## Sayfa alıntısı
----------------------------------------
- Hikmet Erbilgin’in güven tazelediği CHP Kastamonu İl kongresi’nin divan başkanlığını yapan eski Genel Başkan Yardımcısı Hakkı Süha Okay, “Millet İttifakı ve bileşenleri olarak adlandırılan altı siyasi parti bir ortak metni açıklayacak. Bu metnin ana başlığı; güçlendirilmiş parlamenter sistem, ama demokrasi mücadelesi. Demokrasi mi, otoriter rejim mi? Erken mi olur, baskın mı olur ama en geç 2023 haziranında sandığa gideceğiz. 2023 haziranında önümüze gelen sandıkta bir tercihte bulunacağız. Bu tercih, önce kiminle olacağıyla ilgili değil, Türkiye’ye demokrasi gelecek mi, gelmeyecek mi? Tercihin temeli budur” dedi.
- Olağanüstü kongrede konuşan PM Üyesi Kastamonu milletvekili Hasan Baltacı ise “Hepimiz aynı gemideyiz” diyen iktidarla aynı gemide olmadıklarını söyledi, bunun nedenlerini ve “Tarih hepimizi yaptıklarımızla yapmadıklarımızla söylediklerimizle ve söylemediklerimizle sınayacaktır” dedikten sonra da iktidarın nelerle sınanacağını sıraladı.
Cumhuriyet Halk Partisi’nin (CHP)Kastamonu Olağanüstü İl Kongresi dün yapıldı. “İktidar Kongresi” sloganıyla yapılan ve tek listeyle girilen kongrede Hikmet Erbilgin yeniden il başkanlığına seçildi.
----------------------------------------
[Veri kayıtları]
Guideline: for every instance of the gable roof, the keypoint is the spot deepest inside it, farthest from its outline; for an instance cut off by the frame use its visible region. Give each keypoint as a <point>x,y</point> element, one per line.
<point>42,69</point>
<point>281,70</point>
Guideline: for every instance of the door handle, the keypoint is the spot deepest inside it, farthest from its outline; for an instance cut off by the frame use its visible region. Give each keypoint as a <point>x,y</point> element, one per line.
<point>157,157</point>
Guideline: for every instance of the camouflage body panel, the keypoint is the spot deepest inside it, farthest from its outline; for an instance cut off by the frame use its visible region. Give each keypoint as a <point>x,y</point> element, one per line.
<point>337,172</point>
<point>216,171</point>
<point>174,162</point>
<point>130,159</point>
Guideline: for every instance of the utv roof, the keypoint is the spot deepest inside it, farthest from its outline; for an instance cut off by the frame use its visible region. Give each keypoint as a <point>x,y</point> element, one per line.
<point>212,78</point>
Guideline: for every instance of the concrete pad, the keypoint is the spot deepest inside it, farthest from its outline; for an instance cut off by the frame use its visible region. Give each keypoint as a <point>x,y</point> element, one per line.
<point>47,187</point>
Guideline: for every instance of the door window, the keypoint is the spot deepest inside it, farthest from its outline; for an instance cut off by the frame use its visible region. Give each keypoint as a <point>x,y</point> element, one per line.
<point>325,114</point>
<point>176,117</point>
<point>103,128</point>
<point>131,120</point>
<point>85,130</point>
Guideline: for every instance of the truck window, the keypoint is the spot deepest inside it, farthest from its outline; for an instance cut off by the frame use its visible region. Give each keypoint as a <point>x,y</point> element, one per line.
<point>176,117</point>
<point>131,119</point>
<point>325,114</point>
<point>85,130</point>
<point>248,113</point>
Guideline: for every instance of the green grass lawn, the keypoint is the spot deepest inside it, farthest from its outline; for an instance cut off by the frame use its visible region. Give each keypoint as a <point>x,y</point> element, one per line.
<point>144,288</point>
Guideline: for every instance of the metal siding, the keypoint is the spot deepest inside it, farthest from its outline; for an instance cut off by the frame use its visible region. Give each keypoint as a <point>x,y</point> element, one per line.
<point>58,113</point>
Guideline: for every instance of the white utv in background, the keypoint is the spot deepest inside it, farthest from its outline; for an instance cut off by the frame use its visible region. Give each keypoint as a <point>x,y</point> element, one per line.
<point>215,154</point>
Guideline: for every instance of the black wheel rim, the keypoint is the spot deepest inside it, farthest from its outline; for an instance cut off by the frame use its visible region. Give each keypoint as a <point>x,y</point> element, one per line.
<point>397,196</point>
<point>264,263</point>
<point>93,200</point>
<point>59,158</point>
----------------------------------------
## Yapılacaklar
1. CHP Kastamonu kongresi haberine göre kongre hangi sloganla yapıldı?
2. CHP Kastamonu kongresi haberinden “- Olağanüstü kongrede” ile başlayıp “il başkanlığına seçildi.” ile biten bölümü olduğu gibi alıntılayın.
3. CHP Kastamonu kongresi haberini son cümlesinden sonra sürdürün.

## Alıştırma yanıtları
1. “İktidar Kongresi” sloganıyla.

2.
- Olağanüstü kongrede konuşan PM Üyesi Kastamonu milletvekili Hasan Baltacı ise “Hepimiz aynı gemideyiz” diyen iktidarla aynı gemide olmadıklarını söyledi, bunun nedenlerini ve “Tarih hepimizi yaptıklarımızla yapmadıklarımızla söylediklerimizle ve söylemediklerimizle sınayacaktır” dedikten sonra da iktidarın nelerle sınanacağını sıraladı.
Cumhuriyet Halk Partisi’nin (CHP)Kastamonu Olağanüstü İl Kongresi dün yapıldı. “İktidar Kongresi” sloganıyla yapılan ve tek listeyle girilen kongrede Hikmet Erbilgin yeniden il başkanlığına seçildi.

3.
197 delegeli kongrenin Divan Başkanlığını CHP eski Parti Meclis Üyesi ve eski Baro Başkanı Hakkı Süha Okay, yardımcılıklarını Alican Yılmaz, katip üyeliklerini de Melahat Karahasanoğlu ve Ercan Öztürk yaptı.
İstiklal Marşı ve saygı duruşunun ardından, hayatta olmayan partililerin anıldığı ve Gençlik Kollarının hazırladığı video gösterimi gerçekleştirildi.
Olağanüstü kongrede sırasıyla CHP Gençlik Kolları Başkanı Kubilay Çetinkaya, CHP eski Parti Meclis Üyesi ve eski Baro Başkanı Hakkı Süha Akay, CHP Parti Meclis Üyesi ve Kastamonu Milletvekili Hasan Baltacı, CHP Kastamonu İl Başkanı Hikmet Erbilgin birer konuşma konuşma yaptı. Dilek temenniler bölümünde de Şakir Kaba ve Faruk Öz söz aldı.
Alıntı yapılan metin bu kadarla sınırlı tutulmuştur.